A few weeks ago, as I stepped out of a hot, steamy bath, a cold draft of air from the ceiling vent assaulted me, left me covered in gooseflesh. As I reached for my bathrobe, a strange thought occurred to me.
As humans, we are averse to being cold. The minute we feel a chill, we reach for something to warm us. Without a second thought, we don our jackets or sweaters or blankets and banish the chill from our bodies.
The same is true with hunger. And pain. And everything else that makes us uncomfortable. When we’re hungry (and often when we’re not), we reach for something to eat. When we’re in pain, we take a pill to make it go away.
In fact, our life mission might be summed up to this: At all costs, avoid discomfort.
But if we never feel discomfort, how can we truly appreciate the gift of comfort? If we never allow ourselves to be cold, to really feel what it’s like to be cold, then how can we really appreciate the warmth of a blanket, or a fuzzy flannel nightgown, or a cup of hot cocoa?

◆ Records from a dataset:
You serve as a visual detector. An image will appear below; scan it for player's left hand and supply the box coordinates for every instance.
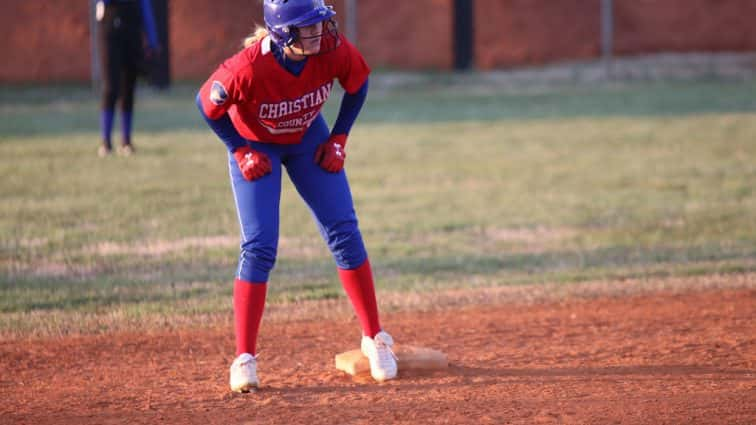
[315,134,346,173]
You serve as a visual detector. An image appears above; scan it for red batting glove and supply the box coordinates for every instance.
[315,134,346,173]
[234,146,273,181]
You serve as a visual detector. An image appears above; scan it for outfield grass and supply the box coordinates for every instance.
[0,76,756,333]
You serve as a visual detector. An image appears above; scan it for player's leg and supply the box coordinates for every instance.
[120,17,142,155]
[284,118,397,380]
[97,7,123,156]
[229,144,281,392]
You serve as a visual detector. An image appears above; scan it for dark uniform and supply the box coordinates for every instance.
[95,0,158,156]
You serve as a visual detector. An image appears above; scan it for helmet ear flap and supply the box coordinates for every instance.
[284,25,299,47]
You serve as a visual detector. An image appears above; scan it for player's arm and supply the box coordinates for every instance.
[315,37,370,173]
[196,65,272,181]
[315,80,368,173]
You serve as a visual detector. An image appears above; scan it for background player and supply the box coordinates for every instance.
[197,0,397,391]
[95,0,159,156]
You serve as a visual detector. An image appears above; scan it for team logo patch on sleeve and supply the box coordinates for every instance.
[210,80,228,105]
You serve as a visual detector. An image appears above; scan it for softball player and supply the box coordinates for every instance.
[197,0,397,392]
[95,0,158,156]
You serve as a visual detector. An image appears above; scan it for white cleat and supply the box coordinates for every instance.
[360,331,397,382]
[228,353,260,393]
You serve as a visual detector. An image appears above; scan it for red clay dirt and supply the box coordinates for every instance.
[0,288,756,425]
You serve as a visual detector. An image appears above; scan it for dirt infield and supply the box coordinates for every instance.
[0,282,756,424]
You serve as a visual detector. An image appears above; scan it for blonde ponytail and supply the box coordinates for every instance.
[243,26,268,49]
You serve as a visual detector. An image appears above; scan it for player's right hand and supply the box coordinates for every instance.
[234,146,273,181]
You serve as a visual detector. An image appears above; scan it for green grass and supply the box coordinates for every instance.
[0,76,756,332]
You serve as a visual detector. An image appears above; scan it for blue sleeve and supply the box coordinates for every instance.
[196,93,247,152]
[142,0,159,49]
[331,80,368,134]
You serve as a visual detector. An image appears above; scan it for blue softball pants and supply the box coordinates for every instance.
[228,115,367,282]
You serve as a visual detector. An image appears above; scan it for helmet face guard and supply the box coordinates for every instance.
[263,0,339,56]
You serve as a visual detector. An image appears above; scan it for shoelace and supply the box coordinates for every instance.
[373,337,398,363]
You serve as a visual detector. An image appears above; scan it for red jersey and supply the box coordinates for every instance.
[200,34,370,144]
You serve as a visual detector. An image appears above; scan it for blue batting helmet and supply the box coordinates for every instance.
[263,0,336,47]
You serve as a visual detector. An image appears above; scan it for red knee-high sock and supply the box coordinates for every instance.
[339,260,381,338]
[234,279,268,356]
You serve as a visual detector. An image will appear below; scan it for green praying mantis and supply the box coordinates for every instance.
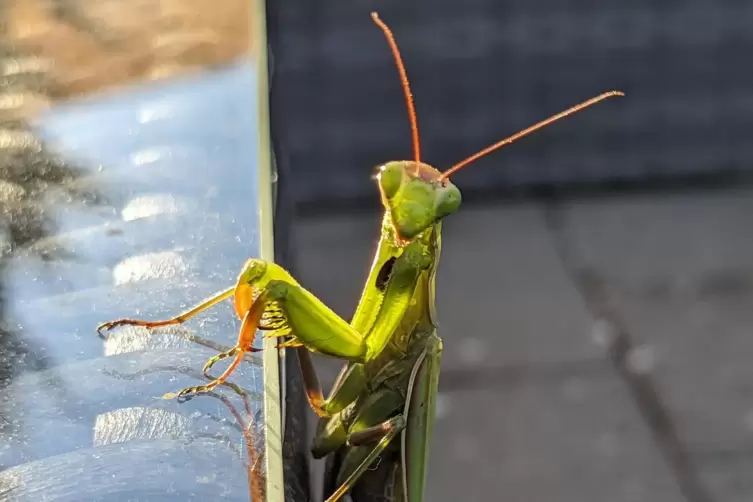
[97,13,624,502]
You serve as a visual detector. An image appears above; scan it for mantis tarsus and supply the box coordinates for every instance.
[98,13,623,502]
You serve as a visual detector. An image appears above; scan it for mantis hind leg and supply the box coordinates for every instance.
[326,346,442,502]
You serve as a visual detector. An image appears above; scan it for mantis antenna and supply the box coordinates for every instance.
[371,12,625,181]
[371,12,421,165]
[439,91,625,181]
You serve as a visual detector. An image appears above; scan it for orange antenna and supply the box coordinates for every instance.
[439,91,625,181]
[371,12,421,164]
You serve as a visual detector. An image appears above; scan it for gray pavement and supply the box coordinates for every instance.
[296,189,753,502]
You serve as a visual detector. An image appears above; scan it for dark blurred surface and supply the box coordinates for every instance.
[276,0,753,211]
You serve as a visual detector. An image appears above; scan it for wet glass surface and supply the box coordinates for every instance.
[0,56,274,501]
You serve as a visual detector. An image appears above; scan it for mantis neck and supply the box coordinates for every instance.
[351,213,441,348]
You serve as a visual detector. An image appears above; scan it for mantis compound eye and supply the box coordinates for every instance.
[377,162,405,199]
[435,182,462,219]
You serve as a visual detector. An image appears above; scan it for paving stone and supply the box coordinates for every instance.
[427,363,684,502]
[567,190,753,450]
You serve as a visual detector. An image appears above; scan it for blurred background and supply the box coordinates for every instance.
[0,0,753,502]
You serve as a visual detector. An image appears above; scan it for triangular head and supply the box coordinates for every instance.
[376,160,461,242]
[371,12,624,245]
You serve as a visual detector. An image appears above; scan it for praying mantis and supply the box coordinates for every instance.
[97,9,624,502]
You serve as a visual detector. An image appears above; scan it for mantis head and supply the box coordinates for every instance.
[376,160,461,241]
[371,12,624,244]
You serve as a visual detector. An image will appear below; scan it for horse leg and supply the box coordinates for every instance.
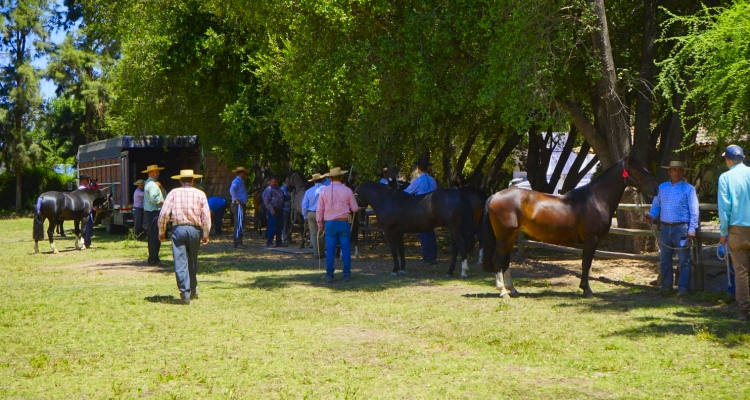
[73,218,81,250]
[578,236,599,298]
[398,233,406,275]
[47,218,57,254]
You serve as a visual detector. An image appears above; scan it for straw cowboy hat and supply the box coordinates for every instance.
[307,172,324,182]
[661,161,690,170]
[323,167,349,177]
[172,169,203,179]
[141,164,164,174]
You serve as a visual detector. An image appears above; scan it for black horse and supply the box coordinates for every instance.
[286,171,313,249]
[482,157,658,297]
[34,189,108,253]
[355,182,474,278]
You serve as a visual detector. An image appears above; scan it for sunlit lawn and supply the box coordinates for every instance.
[0,218,750,399]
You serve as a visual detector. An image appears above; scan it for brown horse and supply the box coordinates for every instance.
[482,156,658,297]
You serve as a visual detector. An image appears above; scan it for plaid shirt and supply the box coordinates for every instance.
[649,180,698,233]
[159,186,211,237]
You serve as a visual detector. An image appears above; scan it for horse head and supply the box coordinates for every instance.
[622,156,659,197]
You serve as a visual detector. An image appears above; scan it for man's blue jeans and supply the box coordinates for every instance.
[659,223,690,290]
[325,221,352,279]
[417,229,437,262]
[172,225,201,293]
[266,209,284,246]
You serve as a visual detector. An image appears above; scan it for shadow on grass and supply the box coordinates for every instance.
[144,295,182,306]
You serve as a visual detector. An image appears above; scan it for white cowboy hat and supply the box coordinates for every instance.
[323,167,349,177]
[141,164,164,174]
[172,169,203,179]
[661,161,690,170]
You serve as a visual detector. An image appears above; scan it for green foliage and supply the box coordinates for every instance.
[659,0,750,140]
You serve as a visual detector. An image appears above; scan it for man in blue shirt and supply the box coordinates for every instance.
[262,176,286,247]
[404,155,437,264]
[302,172,326,258]
[229,167,248,249]
[208,196,227,235]
[717,145,750,321]
[646,161,699,297]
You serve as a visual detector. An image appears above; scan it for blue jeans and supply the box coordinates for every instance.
[417,229,437,262]
[172,225,201,293]
[266,209,284,246]
[659,223,690,290]
[325,221,352,279]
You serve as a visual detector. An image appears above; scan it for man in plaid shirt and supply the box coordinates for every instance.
[646,161,699,297]
[158,169,211,304]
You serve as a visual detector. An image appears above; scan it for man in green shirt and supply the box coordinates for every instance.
[142,165,164,265]
[717,145,750,321]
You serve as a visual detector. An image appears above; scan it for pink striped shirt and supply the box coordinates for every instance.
[316,181,359,226]
[158,186,211,237]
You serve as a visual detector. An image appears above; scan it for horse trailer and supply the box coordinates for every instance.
[77,136,204,233]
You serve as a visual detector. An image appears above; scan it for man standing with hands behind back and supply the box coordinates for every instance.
[229,167,248,249]
[717,145,750,322]
[142,165,164,265]
[646,161,699,297]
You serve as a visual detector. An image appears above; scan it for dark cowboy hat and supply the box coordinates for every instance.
[414,154,432,168]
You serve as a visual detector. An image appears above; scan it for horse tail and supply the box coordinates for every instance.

◆ Questions on the material:
A – In the passage about discomfort, what might our life mission be summed up to?
B – Please print the part of the passage about discomfort that opens with the words containing "The same is" and closes with "it go away.".

◆ Solutions:
A – At all costs, avoid discomfort.

B –
The same is true with hunger. And pain. And everything else that makes us uncomfortable. When we’re hungry (and often when we’re not), we reach for something to eat. When we’re in pain, we take a pill to make it go away.